(Problems and tasks)
(a) In the article on post-pandemic CQC inspections, on what date did the CQC stop routine inspections?
(b) Revise the staff training advice from the article on post-pandemic CQC inspections, beginning at the words "Staff training" and stopping after "policies and procedures.", with "safeguarding" changed to "infection control".

(Document extract)
-*-*-
HCR Law Events

21 April 2020

Prepare now for post-pandemic CQC inspections

As with the majority of organisations, the CQC (the regulator and inspection body of health and social care services sector in England) has made changes to the way it works during the coronavirus (Covid-19) outbreak. It includes how they undertake their work including regulatory activities.

Many of you will have seen that, on 16 March 2020, the CQC:

  • ceased routine inspections (inspection activity remains in a small number of cases, for example where there are allegations of abuse)
  • commenced engaging remotely to provide assurance of safety and quality of care
  • said that they would provide extra support to registered managers in adult social care.

The CQC has further stated that they encourage service providers to act in the best interests of the health of the people they serve, with the top priority the protection of life and for discretion to be used and to act in the best way they see fit.

This last phrase may appear to be a relaxation of the CQC fundamental standards, but from our experience the opposite is most definitely the case. We believe that, once inspections resume, the CQC will be issuing Warning Notices on those providers who, in the eyes of the CQC, have fallen short of the fundamental standards, even though, in most cases, care providers have gone above and beyond their duties in such extraordinary times with little external help or resource.

Top tips for ensuring compliance immediately post-pandemic

The CQC can issue Warning Notices where the quality of the care falls below what is legally required. For some regulations of the Health and Social Care Act 2008, the CQC does not first need to issue a Warning Notice before it is able to prosecute, as they relate specifically to harm or the risk of harm, or are requirements imposed by CQC.

The CQC inspection focuses on identifying non-compliance, cross-checking observations against other evidence such as care plans and training records. Understanding that the CQC inspectors assess health and social care services using the five key lines of enquiry (safe, caring, responsive, effective, and well led), the two key areas of the inspection regime are safety and leadership. Specific concerns surrounding poor training and lack of evidence of risk management seem to be prevalent issues.

With this in mind, we would recommend concentrating on the following aspects post-pandemic:

Record keeping and paperwork

  1. You should check paperwork is up to date, especially your ‘statement of purpose’ and applicable health and safety risk assessments and method statements.
  2. Documentary evidence is key to any inspection – if you are unable to demonstrate compliance, an inspector is unlikely to be satisfied you are complying with the legal requirements.
  3. Update your CQC folder of relevant information to show inspectors. This should contain your policies, procedures and also good news stories (such as positive feedback/compliments from stakeholders).
  4. As government guidance is changing rapidly, it would be wise to record how you have received this guidance and how you are adapting to it and putting it into practice.

Staff training

  1. Refresh staff knowledge about the CQC so that they understand what role it plays and how it operates.
  2. Look at training relating to safeguarding and provide refresher learning and development opportunities.
  3. Make sure that your staff know where they can access key information such as key telephone numbers and up-to-date copies of the practice’s policies and procedures.

Equipment and patient safety

  1. Inspectors will wish to see evidence of reliable systems, processes and practices in place to keep people safe, which includes maintaining equipment.
  2. The provision, maintenance and repair of equipment and devices used in the care home also forms part of risk assessment activity under the Management of Health and Safety at Work Regulations 1999 and the Provision and Use of Work Equipment Regulations 1998.
  3. Ensure that all lifting equipment has been independently inspected as per the Lifting Operations and Lifting Equipment Regulations 1998.
  4. You should document all efforts to obtain PPE and your decisions to re-use it if applicable.

Be inspection ready

Whilst the current circumstances are certainly unprecedented, normality (or at least a new form of it) will eventually prevail. We are starting to see other nations relax their restrictions (for example, dental practices in Norway and Denmark have reopened for routine dental work as of 20 April 2020). When normality returns here we advise being ‘inspection-ready’.  Remember that ‘if it is not written down, it did not happen’ continues to apply.
-*-*-
(Study material)

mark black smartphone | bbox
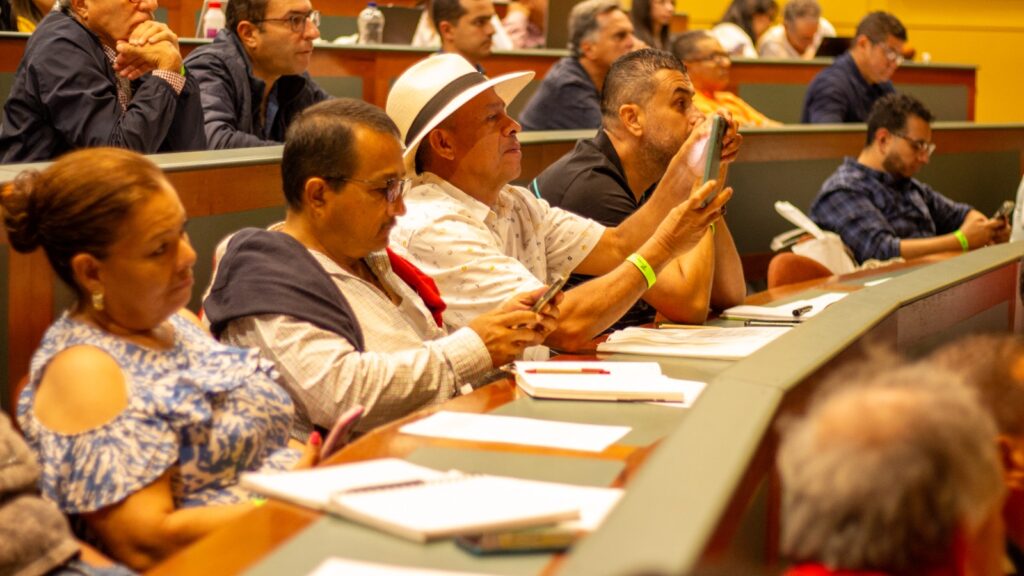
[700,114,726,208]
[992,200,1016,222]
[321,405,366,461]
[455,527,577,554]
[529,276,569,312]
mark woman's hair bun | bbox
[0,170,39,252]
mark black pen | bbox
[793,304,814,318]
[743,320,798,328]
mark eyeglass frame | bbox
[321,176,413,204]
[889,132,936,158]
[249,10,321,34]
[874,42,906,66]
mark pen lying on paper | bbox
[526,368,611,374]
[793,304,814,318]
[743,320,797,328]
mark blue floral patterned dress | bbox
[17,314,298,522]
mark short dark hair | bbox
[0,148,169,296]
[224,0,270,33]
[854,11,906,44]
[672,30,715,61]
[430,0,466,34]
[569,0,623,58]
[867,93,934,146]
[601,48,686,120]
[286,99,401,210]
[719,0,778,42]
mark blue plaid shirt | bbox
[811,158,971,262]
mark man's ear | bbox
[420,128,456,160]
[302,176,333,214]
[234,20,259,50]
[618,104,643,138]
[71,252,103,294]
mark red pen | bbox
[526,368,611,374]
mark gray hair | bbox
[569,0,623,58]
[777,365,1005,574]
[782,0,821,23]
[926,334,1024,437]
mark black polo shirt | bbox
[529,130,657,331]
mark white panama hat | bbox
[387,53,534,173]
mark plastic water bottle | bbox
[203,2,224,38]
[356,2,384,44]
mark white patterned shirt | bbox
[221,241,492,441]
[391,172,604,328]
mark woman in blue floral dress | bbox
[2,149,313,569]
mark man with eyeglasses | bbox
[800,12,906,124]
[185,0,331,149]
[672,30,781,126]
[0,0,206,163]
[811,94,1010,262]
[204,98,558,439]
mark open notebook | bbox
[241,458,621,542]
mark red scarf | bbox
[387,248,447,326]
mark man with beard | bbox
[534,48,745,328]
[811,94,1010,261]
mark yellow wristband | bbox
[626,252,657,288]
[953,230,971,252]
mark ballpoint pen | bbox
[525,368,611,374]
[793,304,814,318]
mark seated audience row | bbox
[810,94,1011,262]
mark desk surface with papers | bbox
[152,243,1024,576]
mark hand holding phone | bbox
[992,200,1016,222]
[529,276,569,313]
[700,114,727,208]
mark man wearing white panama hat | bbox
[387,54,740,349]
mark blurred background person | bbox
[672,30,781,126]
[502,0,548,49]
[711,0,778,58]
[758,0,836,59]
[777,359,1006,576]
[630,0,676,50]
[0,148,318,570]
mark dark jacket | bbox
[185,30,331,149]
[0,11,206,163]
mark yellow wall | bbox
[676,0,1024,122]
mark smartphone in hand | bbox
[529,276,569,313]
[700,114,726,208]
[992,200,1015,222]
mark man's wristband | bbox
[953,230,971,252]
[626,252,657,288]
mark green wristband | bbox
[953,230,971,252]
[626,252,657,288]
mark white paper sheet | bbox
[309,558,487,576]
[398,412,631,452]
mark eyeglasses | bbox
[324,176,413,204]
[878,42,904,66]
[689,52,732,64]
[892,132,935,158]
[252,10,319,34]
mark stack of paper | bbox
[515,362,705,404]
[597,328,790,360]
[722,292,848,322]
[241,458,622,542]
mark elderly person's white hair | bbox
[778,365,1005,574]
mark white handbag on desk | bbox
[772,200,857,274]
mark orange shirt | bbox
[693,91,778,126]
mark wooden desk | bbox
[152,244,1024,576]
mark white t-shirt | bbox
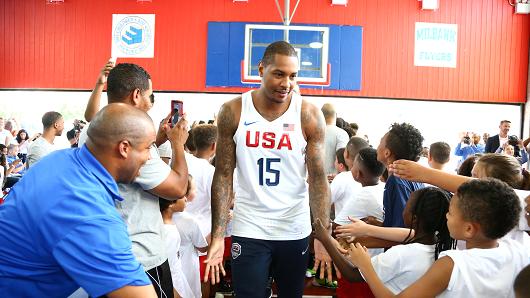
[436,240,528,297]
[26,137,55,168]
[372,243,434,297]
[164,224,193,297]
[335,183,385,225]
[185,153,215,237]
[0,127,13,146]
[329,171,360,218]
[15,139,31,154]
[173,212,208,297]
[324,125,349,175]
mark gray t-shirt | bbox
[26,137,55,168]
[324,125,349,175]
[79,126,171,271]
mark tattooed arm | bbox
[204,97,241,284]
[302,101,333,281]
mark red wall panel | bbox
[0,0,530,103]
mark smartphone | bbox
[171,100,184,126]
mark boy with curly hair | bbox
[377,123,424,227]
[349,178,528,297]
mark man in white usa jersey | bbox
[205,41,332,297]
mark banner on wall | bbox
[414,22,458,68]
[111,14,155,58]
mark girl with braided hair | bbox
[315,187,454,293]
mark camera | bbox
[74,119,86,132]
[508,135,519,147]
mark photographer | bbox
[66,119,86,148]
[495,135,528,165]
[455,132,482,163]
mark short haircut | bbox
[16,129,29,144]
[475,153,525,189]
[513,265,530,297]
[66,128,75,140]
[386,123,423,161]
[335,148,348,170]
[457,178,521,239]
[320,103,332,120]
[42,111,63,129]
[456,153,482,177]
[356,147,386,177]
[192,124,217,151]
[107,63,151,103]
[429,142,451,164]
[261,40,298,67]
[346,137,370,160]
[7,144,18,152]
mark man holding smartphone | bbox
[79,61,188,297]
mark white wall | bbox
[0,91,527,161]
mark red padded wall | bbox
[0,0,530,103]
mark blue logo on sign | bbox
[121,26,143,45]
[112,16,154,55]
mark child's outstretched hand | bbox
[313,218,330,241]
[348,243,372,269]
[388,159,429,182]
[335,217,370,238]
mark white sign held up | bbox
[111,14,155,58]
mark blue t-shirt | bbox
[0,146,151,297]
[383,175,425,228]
-*-*-
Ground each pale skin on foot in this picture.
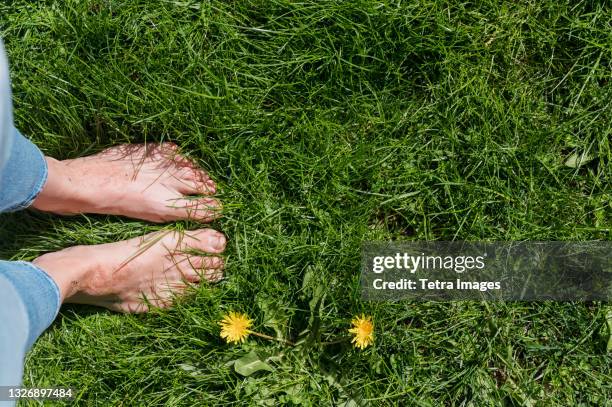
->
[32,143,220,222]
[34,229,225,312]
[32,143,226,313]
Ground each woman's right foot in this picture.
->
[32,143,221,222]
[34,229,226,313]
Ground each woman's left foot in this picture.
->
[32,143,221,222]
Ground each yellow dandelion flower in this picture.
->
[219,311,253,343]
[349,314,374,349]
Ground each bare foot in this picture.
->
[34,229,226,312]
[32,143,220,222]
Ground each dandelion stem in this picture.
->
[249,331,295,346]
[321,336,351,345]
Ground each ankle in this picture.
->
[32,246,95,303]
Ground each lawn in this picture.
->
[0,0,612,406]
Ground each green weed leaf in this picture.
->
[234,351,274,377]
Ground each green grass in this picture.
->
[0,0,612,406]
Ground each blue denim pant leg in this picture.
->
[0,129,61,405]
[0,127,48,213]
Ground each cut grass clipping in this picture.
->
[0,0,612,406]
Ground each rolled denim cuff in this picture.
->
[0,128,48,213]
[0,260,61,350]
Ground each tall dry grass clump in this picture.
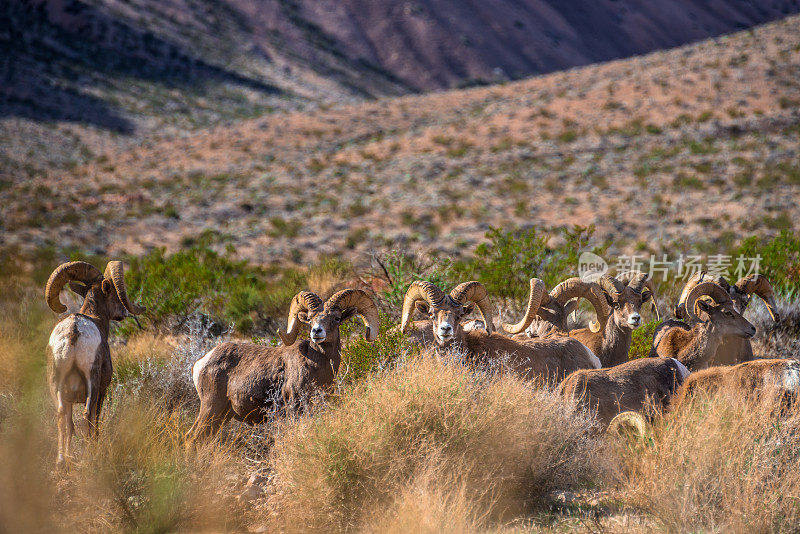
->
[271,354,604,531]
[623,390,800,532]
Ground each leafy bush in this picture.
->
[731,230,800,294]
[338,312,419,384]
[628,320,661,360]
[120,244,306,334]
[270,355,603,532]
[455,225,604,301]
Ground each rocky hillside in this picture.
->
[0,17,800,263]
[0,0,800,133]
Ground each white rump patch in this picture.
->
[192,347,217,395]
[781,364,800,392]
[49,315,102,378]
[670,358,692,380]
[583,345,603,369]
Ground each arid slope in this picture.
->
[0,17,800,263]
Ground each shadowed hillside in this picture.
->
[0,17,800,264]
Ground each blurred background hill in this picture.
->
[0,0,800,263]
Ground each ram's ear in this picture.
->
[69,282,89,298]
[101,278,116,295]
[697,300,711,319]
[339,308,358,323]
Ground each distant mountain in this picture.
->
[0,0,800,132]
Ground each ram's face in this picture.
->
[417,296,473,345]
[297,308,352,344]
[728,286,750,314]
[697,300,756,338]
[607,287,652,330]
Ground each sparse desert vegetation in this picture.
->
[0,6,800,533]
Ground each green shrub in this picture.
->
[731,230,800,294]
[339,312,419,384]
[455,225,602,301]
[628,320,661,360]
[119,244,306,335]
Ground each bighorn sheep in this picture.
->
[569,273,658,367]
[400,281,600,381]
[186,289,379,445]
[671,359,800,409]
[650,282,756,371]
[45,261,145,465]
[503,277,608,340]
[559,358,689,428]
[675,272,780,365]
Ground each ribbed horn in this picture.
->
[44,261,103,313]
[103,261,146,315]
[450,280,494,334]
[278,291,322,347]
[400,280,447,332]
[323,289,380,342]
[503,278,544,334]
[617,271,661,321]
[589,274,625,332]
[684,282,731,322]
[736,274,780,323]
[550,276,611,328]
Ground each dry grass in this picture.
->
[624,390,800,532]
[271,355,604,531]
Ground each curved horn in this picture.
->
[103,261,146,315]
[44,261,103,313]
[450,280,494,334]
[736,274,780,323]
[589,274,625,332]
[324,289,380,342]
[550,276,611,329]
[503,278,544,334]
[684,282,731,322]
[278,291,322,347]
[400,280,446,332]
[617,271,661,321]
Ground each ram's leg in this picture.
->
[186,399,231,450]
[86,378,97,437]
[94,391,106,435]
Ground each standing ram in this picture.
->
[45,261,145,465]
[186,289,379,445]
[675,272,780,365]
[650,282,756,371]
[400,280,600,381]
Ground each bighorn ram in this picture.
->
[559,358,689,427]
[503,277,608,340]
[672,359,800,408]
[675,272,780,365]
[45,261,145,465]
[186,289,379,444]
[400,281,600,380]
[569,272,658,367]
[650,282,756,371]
-*-*-
(Responses per task)
(a) 16 March 2020

(b)
Staff training

  1. Refresh staff knowledge about the CQC so that they understand what role it plays and how it operates.
  2. Look at training relating to infection control and provide refresher learning and development opportunities.
  3. Make sure that your staff know where they can access key information such as key telephone numbers and up-to-date copies of the practice’s policies and procedures.